▸ Task to complete:
Set out every line of the material below as a numbered list, leaving out any blank lines.

-- start of Listed entries --

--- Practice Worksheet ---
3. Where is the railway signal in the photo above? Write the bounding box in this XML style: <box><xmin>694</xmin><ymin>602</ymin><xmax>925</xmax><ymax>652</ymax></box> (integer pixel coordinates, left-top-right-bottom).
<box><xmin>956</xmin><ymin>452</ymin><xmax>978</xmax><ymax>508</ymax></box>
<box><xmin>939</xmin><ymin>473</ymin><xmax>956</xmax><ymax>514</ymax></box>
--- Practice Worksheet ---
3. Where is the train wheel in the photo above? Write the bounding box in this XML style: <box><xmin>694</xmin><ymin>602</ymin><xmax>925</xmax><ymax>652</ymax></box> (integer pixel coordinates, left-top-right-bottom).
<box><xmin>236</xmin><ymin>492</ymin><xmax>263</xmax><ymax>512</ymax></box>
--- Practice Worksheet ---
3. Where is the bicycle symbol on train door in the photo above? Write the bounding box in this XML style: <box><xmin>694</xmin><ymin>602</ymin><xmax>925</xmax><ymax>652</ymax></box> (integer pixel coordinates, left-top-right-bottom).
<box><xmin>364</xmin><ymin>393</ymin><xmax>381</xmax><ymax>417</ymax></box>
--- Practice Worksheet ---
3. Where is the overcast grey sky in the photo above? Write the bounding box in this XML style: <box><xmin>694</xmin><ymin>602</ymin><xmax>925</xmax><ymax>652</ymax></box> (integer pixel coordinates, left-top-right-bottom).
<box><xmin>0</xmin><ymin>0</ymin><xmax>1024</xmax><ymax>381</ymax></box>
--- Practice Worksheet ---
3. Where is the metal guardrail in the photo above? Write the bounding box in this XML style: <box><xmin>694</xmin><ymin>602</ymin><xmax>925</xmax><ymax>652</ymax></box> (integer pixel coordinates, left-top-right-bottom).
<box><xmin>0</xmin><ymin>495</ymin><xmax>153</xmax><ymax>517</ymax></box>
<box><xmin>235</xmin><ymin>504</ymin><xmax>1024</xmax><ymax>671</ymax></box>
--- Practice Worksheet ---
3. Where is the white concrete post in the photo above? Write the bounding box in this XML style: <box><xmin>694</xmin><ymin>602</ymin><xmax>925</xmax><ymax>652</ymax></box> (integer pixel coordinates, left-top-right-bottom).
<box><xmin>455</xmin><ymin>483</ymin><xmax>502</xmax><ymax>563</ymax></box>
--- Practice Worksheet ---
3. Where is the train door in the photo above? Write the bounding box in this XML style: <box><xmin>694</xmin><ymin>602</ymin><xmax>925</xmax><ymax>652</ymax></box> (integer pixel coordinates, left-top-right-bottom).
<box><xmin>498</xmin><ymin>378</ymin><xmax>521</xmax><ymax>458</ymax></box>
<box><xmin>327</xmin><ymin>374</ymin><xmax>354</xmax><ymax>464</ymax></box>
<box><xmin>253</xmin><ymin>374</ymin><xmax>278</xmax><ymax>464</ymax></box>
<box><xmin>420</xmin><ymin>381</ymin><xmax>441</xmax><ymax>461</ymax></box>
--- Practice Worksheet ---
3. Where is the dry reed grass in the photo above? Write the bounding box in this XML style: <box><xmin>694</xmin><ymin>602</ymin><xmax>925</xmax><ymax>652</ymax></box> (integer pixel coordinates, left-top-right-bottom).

-- end of Listed entries --

▸ Exercise result:
1. --- Practice Worksheet ---
2. 3. Where is the railway signal in the photo above? Write the bounding box in this XML style: <box><xmin>694</xmin><ymin>602</ymin><xmax>925</xmax><ymax>652</ymax></box> (integer pixel coordinates, left-top-right-bottom).
3. <box><xmin>956</xmin><ymin>452</ymin><xmax>978</xmax><ymax>508</ymax></box>
4. <box><xmin>939</xmin><ymin>473</ymin><xmax>956</xmax><ymax>514</ymax></box>
5. --- Practice Worksheet ---
6. 3. Where is the train wheel in the photo above? Write the bounding box in this XML style: <box><xmin>694</xmin><ymin>602</ymin><xmax>925</xmax><ymax>652</ymax></box> (integer pixel coordinates, left-top-right-bottom).
7. <box><xmin>236</xmin><ymin>492</ymin><xmax>263</xmax><ymax>512</ymax></box>
8. --- Practice Worksheet ---
9. 3. Where is the bicycle symbol on train door in the photo above? Write the bounding box in this XML style: <box><xmin>694</xmin><ymin>602</ymin><xmax>925</xmax><ymax>652</ymax></box> (integer pixel coordinates, left-top-right-bottom).
10. <box><xmin>364</xmin><ymin>393</ymin><xmax>381</xmax><ymax>417</ymax></box>
11. --- Practice Worksheet ---
12. 3. Where is the overcast grey sky in the photo above? Write the bounding box in this XML style: <box><xmin>694</xmin><ymin>602</ymin><xmax>925</xmax><ymax>652</ymax></box> (integer pixel coordinates, left-top-right-bottom).
13. <box><xmin>0</xmin><ymin>0</ymin><xmax>1024</xmax><ymax>381</ymax></box>
14. --- Practice Worksheet ---
15. 3. Where is the metal guardrail in the photo above? Write the bounding box in this XML style: <box><xmin>694</xmin><ymin>602</ymin><xmax>925</xmax><ymax>652</ymax></box> (integer pixel coordinates, left-top-right-bottom).
16. <box><xmin>0</xmin><ymin>495</ymin><xmax>153</xmax><ymax>517</ymax></box>
17. <box><xmin>235</xmin><ymin>504</ymin><xmax>1024</xmax><ymax>671</ymax></box>
18. --- Practice Worksheet ---
19. 3. Where is the white concrete post in the photo above? Write the bounding box in this XML style: <box><xmin>694</xmin><ymin>602</ymin><xmax>925</xmax><ymax>652</ymax></box> (integer pixel coordinates, left-top-right-bottom).
20. <box><xmin>455</xmin><ymin>483</ymin><xmax>502</xmax><ymax>563</ymax></box>
21. --- Practice Worksheet ---
22. 3. Where is the train door in the photo above? Write the bounding box in this XML style: <box><xmin>694</xmin><ymin>602</ymin><xmax>925</xmax><ymax>652</ymax></box> (integer pixel coordinates, left-top-right-bottom).
23. <box><xmin>498</xmin><ymin>378</ymin><xmax>521</xmax><ymax>458</ymax></box>
24. <box><xmin>327</xmin><ymin>374</ymin><xmax>354</xmax><ymax>464</ymax></box>
25. <box><xmin>253</xmin><ymin>374</ymin><xmax>278</xmax><ymax>464</ymax></box>
26. <box><xmin>420</xmin><ymin>381</ymin><xmax>441</xmax><ymax>461</ymax></box>
27. --- Practice Worksheet ---
28. 3. Where is the dry reed grass in the photo above? Write the bounding box in this XML style: <box><xmin>694</xmin><ymin>602</ymin><xmax>925</xmax><ymax>652</ymax></box> (integer pixel coordinates, left-top-right-bottom).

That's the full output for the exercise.